• What the exercise asks:
Copy the MACRS depreciation text word for word, from "Whether or not" up to and including "business income deduction.".

• Reading text:
The Modified Accelerated Cost Recovery System (“MACRS”) is currently used to depreciate business property placed in service after 1986. MACRS consists of two depreciation systems: the General Depreciation System (“GDS”) and the Alternative Depreciation System (“ADS”). These two systems depreciate property in different ways, such as by method, recovery period and bonus depreciation. The chart below shows the main differences between GDS and ADS.  

 

GDS

ADS

Depreciation Method

Three methods:

  1. The 200% declining balance method
  2. The 150% declining balance method
  3. The straight line method

One method: The straight line method

Recovery Period

Shorter

Longer

Automobiles

5 years

5 years

Computers and peripheral equipment

5 years

5 years

Office furniture and equipment

7 years

10 years

Typewriters, calculators, copiers

5 years

6 years

Agricultural machinery and equipment

5 or 7 years

10 years

Tree or vine bearing fruits or nuts

10 years

20 years

Land improvements

15 years

20 years

Qualified improvement property

15 years

20 years

Nonresidential real property

39 years

40 years

Residential rental property (placed in service after 12/31/2017)

27.5 years

30 years

Residential rental property (placed in service before 1/1/2018)

27.5 years

40 years

Bonus Depreciation

Yes

No


Which Applies, GDS or ADS?

Generally, taxpayers must use GDS to depreciate property. However, IRS Pub. 946 lists the following property for which the use of ADS is mandatory:

  • Nonresidential real property, residential real property and qualified improvement property held by an electing real property trade or business.
  • Any property with a recovery period of 10 years or more under GDS held by an electing farming business.
  • Any tax-exempt use property.
  • Any tax-exempt bond-financed property.
  • All property used predominantly in a farming business and placed in service in any tax year during which an election not to apply the uniform capitalization rules to certain farming costs is in effect.
  • Any property imported from a foreign country for which an executive order is in effect, because the country maintains trade restrictions or engages in other discriminatory acts.

Also, a taxpayer can elect to use ADS (IRC Sec. 168(g)(7)). This election must apply to all property in the same class that is placed in service during the year. In the case of nonresidential real property or residential rental property, this election may be made separately with respect to each property. Once the election is made, it is generally irrevocable.  

Whether or not to use ADS is important for business taxpayers, because depreciation expense can significantly reduce business taxes. It becomes more important and complex when interacted with IRC Sec. 163(j) interest expense deduction limitations.

TCJA Interest Expense Limitation Interaction with ADS

The 2017 Tax Cuts and Jobs Act (“TCJA”) significantly changed the deductibility of business interest expense. The amount of deductible net business interest expense under IRC Sec. 163(j) cannot exceed 30% of the taxpayer’s adjusted taxable income (“ATI”). ATI is generally taxable income computed without regard to any:

  • Item of income, loss, gain or deduction that is not allocable to a trade or business.
  • Business interest income or expense.
  • Net operating loss deduction.
  • Qualified business income deduction.
  • Depreciation, amortization and depletion deductions for tax years 2018-21.

• Source excerpt:
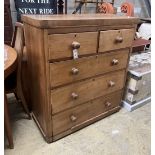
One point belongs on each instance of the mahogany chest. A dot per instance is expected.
(77, 66)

• Task solution:
Whether or not to use ADS is important for business taxpayers, because depreciation expense can significantly reduce business taxes. It becomes more important and complex when interacted with IRC Sec. 163(j) interest expense deduction limitations.

TCJA Interest Expense Limitation Interaction with ADS

The 2017 Tax Cuts and Jobs Act (“TCJA”) significantly changed the deductibility of business interest expense. The amount of deductible net business interest expense under IRC Sec. 163(j) cannot exceed 30% of the taxpayer’s adjusted taxable income (“ATI”). ATI is generally taxable income computed without regard to any:

  • Item of income, loss, gain or deduction that is not allocable to a trade or business.
  • Business interest income or expense.
  • Net operating loss deduction.
  • Qualified business income deduction.